____ Source data

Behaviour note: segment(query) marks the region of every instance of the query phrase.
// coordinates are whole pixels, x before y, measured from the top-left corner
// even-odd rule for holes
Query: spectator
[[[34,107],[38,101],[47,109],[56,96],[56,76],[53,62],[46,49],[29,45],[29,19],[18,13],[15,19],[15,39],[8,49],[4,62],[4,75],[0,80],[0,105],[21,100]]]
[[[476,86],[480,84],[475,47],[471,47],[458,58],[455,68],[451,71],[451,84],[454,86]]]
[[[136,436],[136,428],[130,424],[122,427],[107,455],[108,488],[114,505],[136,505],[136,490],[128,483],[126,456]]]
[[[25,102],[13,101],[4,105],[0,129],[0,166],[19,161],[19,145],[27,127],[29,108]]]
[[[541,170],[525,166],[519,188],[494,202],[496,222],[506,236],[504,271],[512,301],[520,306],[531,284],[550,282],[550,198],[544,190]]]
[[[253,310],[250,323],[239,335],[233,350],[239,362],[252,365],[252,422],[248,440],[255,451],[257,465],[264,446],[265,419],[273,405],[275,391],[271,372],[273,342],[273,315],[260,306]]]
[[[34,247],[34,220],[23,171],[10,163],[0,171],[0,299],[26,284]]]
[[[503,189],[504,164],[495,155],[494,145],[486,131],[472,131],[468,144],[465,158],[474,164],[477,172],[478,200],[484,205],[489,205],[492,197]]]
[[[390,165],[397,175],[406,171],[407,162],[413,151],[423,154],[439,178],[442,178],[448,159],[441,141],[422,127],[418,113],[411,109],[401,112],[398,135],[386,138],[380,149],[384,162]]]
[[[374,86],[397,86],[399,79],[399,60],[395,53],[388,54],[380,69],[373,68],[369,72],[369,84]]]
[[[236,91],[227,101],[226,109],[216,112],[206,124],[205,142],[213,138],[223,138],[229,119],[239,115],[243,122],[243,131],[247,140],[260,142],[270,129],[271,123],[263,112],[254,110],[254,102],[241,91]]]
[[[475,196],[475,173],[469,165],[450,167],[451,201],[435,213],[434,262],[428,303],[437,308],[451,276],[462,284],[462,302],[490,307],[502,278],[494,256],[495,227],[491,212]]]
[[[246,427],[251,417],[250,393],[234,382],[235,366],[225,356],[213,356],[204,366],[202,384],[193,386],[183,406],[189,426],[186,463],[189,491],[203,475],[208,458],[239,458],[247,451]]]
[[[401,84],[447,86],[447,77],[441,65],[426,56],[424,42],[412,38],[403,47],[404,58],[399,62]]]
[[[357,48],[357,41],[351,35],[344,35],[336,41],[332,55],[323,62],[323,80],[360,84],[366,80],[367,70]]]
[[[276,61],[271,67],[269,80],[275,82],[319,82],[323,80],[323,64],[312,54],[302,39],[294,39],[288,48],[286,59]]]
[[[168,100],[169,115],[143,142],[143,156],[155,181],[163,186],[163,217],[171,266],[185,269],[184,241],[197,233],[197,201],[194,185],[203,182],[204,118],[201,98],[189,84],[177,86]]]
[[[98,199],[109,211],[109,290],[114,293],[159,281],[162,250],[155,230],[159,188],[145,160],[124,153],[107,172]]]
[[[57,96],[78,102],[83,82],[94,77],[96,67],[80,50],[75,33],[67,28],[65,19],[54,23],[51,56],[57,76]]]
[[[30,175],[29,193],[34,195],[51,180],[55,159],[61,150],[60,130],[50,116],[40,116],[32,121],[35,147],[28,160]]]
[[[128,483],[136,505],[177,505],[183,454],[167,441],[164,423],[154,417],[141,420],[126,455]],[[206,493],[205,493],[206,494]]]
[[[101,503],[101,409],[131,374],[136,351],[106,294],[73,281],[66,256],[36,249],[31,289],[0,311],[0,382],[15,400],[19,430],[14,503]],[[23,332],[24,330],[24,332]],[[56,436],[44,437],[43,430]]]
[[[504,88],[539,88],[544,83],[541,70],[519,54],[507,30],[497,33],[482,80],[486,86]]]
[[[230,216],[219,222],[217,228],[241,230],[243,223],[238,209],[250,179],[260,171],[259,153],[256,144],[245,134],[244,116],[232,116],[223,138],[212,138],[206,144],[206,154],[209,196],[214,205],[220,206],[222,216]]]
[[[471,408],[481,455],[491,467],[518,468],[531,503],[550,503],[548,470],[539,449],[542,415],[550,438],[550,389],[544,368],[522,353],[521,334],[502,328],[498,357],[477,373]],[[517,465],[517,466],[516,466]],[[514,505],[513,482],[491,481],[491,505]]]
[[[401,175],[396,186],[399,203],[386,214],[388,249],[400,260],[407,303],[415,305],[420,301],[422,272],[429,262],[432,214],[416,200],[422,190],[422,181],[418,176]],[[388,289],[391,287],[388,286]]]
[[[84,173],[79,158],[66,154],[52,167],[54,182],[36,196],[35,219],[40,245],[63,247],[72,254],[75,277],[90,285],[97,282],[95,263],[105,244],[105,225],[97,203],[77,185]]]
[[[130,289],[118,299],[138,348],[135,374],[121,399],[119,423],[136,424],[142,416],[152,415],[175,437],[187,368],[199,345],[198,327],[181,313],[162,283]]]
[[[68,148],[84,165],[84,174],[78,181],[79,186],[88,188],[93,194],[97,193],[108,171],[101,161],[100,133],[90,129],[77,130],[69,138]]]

________

- **Your objective**
Please give an exact copy of the lines above, beginning with the line containing "the top-left corner" and running through the line containing "rule for holes", and of no other lines.

- **Task response**
// coordinates are whole pixels, x before y, measured from the top-left corner
// even-odd rule for holes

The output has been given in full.